**Excerto fornecido**:

##########

Estremoz: depois da chuva do meio dia levantou-se vento ... toda a tarde vento moderado com rajadas fortes.


----------



## SpiderVV (1 Jun 2012 às 19:15)

Por aqui o céu chegou a ameaçar de tarde, e chegou a chover, mas passou a célula para Espanha. A partir daí vento moderado a forte com rajadas. Rajada máxima de 42,8 km/h. Temperatura máxima de 32,8ºC e mínima de 23,3ºC.


----------



## amando96 (1 Jun 2012 às 19:55)

Máxima de 22.8ºC e mínima de 17.4ºC, de momento 19.5ºC, a mínina se calhar ainda baixa um bocado.

Algumas pingas cheias de pó, mas só molhou o chão.

Face às máximas acima dos 30ºC nos últimos dias foi um dia muito agradável.


----------



## algarvio1980 (1 Jun 2012 às 22:19)

Boas, por aqui, dia de céu nublado e assim continua. A temperatura deu um tombo de ontem para hoje de 10ºC.  O levante faz estas coisas e hoje tivemos o rabo do levante todo o dia. 

Máxima: 22.1ºC
mínima: 18.3ºC
actual: 18.8ºC


----------



## Gerofil (1 Jun 2012 às 23:31)

Estremoz:

Temperatura máxima = 32,3 ºC (15h45)
Temperatura mínima = 22,2 ºC (06h20)

CONDIÇÕES ACTUAIS:
Temperatura = 22,8 ºC
Pressão atmosférica = 1013 hPa

*Aguaceiros  ao meio dia; tarde muito quente, com vento moderado com rajadas fortes.*

Este mês: Temp. máxima = 32,3 ºC (dia 1); Temp. mínima = 22,2 ºC (dia 1).


----------



## SpiderVV (2 Jun 2012 às 00:53)

19,7ºC actuais com.. 84% HR. O nevoeiro está a baixar, não é comum ver-se aqui com temperaturas tão altas.


----------



## Agreste (2 Jun 2012 às 14:42)

Praias...


----------



## amando96 (2 Jun 2012 às 14:47)

Isso é em que praia?


----------



## Gerofil (2 Jun 2012 às 23:05)

Alandroal: temperatura máxima de 29 ºC; neste momento 20 ºC. Chuviscos  entre as 17h00 e as 18h00.


----------



## Agreste (2 Jun 2012 às 23:12)

amando96 disse:


> Isso é em que praia?



Arrifana - Aljezur


----------



## Gerofil (3 Jun 2012 às 22:07)

Estremoz:

Temperatura máxima = 28,2 ºC (16h15)
Temperatura mínima = 16,7 ºC (06h43)

Ontem (Sábado)

Temperatura máxima = 28,6 ºC (15h11)
Temperatura mínima = 19,6 ºC (01h50)

CONDIÇÕES ACTUAIS:
Temperatura = 21,4 ºC
Pressão atmosférica = 1016 hPa

Este mês: Temp. máxima = 32,3 ºC (dia 1); Temp. mínima = *16,7 ºC* (dia 3).


----------



## algarvio1980 (4 Jun 2012 às 20:28)

Boas, por aqui, dia de céu limpo e vento moderado.

##########

Itens guardados do conjunto de dados:
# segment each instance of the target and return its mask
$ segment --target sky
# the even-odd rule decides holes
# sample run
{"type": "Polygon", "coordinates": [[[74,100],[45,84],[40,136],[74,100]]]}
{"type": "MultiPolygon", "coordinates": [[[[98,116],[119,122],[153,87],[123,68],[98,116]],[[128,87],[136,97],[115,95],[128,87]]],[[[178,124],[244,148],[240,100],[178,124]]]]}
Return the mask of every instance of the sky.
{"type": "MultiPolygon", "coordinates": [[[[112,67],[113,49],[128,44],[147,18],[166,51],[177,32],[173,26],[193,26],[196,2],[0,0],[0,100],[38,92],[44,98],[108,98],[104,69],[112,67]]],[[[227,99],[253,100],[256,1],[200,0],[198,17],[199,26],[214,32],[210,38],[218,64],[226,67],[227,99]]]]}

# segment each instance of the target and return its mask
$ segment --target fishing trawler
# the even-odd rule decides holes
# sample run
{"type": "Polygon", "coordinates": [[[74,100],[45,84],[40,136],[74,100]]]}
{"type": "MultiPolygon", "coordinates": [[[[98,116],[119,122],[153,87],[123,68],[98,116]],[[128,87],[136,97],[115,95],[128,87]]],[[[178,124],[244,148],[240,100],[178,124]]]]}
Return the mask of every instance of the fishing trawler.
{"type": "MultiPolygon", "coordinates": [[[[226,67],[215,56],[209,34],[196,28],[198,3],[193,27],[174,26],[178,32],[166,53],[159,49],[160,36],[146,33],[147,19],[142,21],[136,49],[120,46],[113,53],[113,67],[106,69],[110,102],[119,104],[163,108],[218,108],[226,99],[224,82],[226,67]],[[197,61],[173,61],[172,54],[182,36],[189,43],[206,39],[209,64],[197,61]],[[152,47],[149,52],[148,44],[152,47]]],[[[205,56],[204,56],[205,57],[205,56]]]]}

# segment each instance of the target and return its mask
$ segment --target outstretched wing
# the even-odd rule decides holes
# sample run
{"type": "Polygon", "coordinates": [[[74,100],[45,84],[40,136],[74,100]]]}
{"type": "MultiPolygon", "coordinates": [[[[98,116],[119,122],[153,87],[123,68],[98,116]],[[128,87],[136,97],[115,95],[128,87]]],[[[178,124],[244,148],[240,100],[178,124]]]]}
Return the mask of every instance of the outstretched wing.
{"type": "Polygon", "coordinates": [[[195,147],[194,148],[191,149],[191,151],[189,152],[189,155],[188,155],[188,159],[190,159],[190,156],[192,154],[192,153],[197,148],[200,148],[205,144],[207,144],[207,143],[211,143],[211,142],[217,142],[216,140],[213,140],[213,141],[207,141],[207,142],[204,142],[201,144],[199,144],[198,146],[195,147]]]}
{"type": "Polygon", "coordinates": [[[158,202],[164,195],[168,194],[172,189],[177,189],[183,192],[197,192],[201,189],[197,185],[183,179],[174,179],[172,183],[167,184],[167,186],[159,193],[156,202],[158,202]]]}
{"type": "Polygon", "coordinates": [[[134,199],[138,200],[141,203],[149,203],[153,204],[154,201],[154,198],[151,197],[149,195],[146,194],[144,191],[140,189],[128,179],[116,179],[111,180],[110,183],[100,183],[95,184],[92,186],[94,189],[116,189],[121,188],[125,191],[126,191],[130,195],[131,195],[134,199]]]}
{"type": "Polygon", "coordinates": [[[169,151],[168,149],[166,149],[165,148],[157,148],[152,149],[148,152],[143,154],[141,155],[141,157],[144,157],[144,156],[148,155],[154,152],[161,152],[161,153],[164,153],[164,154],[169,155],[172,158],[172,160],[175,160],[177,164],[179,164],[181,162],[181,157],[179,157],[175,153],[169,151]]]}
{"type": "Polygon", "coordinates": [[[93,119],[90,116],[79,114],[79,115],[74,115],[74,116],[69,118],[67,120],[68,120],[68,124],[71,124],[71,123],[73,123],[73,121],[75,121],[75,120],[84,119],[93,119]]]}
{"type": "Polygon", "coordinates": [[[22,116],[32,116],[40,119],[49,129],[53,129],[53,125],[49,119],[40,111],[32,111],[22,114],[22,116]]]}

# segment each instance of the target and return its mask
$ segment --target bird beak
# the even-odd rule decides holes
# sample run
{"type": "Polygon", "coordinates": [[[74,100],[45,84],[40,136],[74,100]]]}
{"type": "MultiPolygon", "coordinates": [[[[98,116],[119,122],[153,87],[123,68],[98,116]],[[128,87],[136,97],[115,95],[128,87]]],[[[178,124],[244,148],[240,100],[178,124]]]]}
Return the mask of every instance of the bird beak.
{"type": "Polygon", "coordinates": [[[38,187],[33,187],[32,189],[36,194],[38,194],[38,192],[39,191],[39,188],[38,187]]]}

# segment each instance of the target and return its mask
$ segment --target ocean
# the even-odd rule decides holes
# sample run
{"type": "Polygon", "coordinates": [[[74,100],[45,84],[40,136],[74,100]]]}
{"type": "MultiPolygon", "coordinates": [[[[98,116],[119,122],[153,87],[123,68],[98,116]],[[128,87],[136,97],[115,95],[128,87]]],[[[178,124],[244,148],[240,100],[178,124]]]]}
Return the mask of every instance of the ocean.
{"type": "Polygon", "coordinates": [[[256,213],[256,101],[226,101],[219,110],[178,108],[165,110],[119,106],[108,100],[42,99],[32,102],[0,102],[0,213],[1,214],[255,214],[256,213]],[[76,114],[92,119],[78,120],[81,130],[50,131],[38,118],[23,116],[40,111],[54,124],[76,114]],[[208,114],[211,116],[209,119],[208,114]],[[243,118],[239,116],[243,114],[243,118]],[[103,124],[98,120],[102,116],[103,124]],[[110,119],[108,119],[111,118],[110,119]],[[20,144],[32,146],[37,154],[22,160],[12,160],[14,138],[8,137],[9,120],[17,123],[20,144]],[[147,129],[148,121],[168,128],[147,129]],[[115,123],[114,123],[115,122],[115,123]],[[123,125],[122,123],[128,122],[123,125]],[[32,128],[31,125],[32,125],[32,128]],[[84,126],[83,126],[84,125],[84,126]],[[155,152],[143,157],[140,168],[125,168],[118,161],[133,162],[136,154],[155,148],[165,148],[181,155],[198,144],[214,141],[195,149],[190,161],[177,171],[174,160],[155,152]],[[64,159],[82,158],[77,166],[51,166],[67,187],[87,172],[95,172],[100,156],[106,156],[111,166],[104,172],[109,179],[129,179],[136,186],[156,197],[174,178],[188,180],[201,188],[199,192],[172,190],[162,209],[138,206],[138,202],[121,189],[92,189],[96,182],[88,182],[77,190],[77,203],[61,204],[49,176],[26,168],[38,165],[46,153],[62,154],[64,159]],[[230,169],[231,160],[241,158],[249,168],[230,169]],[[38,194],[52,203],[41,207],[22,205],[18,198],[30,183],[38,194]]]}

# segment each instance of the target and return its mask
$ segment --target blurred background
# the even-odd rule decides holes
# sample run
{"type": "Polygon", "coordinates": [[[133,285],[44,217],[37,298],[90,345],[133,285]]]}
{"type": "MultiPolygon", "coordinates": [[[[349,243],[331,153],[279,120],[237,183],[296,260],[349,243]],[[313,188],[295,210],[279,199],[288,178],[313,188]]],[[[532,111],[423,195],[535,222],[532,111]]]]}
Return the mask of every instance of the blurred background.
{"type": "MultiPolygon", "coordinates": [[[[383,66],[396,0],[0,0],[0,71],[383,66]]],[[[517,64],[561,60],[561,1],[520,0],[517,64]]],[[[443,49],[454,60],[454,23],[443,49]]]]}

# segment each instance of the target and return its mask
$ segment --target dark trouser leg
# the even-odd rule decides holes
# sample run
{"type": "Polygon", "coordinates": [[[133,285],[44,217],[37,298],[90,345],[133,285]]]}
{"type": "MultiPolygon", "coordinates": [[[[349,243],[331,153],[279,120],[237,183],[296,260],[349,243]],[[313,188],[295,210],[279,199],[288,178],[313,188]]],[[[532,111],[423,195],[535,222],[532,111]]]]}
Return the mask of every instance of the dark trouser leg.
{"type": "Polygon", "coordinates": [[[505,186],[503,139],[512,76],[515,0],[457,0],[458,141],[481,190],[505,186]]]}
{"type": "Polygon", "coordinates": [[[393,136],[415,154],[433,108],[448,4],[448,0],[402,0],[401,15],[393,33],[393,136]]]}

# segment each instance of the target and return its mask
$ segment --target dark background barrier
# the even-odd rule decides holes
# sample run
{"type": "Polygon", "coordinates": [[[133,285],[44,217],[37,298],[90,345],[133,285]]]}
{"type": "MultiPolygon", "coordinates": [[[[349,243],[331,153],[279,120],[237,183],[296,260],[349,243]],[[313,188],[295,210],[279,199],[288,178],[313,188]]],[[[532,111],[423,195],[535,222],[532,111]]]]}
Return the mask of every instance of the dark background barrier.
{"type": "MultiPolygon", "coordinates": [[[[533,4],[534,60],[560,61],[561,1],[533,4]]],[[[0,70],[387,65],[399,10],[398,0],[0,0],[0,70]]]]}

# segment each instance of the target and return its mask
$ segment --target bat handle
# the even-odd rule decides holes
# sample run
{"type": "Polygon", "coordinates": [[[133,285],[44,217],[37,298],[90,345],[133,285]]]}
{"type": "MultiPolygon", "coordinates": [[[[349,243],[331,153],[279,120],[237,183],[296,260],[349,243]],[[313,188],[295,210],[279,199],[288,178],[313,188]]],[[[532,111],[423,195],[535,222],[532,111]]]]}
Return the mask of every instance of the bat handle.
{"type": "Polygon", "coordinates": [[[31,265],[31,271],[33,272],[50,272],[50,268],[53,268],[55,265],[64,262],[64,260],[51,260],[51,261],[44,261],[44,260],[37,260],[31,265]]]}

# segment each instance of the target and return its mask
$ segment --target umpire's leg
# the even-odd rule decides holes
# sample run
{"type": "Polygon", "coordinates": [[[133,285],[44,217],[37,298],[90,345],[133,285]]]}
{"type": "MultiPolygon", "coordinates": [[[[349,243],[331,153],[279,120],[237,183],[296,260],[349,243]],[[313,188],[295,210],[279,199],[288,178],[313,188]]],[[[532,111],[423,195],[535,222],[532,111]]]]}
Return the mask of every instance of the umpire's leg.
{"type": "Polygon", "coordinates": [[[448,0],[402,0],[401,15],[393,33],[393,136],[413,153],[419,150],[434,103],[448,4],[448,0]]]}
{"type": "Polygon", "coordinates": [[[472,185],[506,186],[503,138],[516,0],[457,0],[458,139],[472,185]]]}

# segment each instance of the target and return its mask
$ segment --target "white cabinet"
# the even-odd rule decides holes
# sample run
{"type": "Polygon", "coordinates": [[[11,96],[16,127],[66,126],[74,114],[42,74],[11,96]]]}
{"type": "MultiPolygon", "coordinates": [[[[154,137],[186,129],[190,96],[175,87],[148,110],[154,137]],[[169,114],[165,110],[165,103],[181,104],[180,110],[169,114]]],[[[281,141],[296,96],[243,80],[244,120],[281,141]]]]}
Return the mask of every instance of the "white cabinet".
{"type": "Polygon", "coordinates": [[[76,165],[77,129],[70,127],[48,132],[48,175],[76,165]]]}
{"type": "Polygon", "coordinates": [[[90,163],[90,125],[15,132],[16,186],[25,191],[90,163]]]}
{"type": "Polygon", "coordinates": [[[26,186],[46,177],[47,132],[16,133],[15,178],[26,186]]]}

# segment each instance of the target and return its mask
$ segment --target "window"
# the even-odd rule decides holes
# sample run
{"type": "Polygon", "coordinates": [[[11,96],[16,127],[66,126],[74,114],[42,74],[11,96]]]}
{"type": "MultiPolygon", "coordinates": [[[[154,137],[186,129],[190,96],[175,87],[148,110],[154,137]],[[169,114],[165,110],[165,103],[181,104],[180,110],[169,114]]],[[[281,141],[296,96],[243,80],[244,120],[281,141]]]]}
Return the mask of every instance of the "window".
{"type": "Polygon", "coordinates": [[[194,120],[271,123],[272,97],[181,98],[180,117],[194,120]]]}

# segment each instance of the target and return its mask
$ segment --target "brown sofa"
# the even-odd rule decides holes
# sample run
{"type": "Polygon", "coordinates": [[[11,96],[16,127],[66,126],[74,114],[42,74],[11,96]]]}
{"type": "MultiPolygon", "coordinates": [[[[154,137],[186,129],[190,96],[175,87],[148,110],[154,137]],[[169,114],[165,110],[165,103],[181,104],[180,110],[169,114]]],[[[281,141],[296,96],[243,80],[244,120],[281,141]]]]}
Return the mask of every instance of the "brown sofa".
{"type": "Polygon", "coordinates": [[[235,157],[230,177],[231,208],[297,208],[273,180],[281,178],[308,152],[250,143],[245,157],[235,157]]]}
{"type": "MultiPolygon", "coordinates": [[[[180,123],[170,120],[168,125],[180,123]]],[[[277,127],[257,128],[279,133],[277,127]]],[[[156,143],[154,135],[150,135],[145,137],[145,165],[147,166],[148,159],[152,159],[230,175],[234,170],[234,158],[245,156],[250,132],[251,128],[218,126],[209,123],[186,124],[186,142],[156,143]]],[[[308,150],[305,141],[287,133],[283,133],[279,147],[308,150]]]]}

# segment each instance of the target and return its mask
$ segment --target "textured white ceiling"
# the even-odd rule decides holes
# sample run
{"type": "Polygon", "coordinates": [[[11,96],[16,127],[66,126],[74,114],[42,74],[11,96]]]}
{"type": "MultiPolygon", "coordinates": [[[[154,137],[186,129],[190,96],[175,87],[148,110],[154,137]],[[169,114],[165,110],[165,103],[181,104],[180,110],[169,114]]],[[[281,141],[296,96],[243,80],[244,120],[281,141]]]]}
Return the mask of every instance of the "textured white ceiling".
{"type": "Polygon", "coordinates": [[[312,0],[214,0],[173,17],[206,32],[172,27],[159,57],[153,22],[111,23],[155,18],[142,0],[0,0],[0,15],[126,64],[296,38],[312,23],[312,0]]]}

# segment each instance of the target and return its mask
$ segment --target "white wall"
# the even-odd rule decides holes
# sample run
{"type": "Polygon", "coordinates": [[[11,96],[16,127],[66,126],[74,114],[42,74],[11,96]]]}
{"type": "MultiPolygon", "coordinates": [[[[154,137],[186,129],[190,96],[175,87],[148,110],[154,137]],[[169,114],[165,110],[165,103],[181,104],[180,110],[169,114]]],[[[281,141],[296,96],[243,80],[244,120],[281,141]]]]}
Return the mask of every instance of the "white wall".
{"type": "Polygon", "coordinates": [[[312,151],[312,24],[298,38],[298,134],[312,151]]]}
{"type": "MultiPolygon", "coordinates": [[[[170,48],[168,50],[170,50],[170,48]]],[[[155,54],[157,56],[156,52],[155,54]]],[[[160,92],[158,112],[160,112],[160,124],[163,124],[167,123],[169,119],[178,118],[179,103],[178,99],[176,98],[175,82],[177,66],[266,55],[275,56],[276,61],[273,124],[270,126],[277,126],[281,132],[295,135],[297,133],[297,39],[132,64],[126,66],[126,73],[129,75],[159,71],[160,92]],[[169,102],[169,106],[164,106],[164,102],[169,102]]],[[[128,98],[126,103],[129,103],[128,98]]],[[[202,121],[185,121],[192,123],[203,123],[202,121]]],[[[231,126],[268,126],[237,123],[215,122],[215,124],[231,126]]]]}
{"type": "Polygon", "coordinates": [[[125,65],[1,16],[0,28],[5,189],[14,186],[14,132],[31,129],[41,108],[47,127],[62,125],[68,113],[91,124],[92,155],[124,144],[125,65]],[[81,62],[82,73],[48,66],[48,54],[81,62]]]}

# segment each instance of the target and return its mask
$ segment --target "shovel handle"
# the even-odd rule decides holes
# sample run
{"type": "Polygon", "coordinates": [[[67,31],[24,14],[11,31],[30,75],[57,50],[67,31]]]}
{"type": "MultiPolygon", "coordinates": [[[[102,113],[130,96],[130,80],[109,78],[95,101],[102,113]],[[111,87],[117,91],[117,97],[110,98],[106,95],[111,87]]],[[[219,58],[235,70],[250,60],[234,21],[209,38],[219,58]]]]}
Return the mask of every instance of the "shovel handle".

##########

**Exercícios**:
#1 Indica quantas linhas da listagem contêm a palavra "dark". Responde só com o número.
#2 Prossegue o excerto do fórum sobre observações meteorológicas a partir da última frase apresentada.
O excerto e a listagem não têm qualquer relação entre si.

**Respostas esperadas**:
#1 4

#2
Máxima: 30.5ºC
mínima: 18.5ºC
actual: 28.5ºC


----------



## Gerofil (4 Jun 2012 às 23:25)

Estremoz:

Temperatura máxima = 29,2 ºC (17h02)

CONDIÇÕES ACTUAIS:
Temperatura = 19,2 ºC
Pressão atmosférica = 1018 hPa

Este mês: Temp. máxima = 32,3 ºC (dia 1); Temp. mínima = 16,7 ºC (dia 3).


----------



## Agreste (5 Jun 2012 às 09:41)

Arrifana - Aljezur, pela fresquinha...


----------



## Maria Papoila (5 Jun 2012 às 11:43)

Agreste disse:


> Arrifana - Aljezur, pela fresquinha...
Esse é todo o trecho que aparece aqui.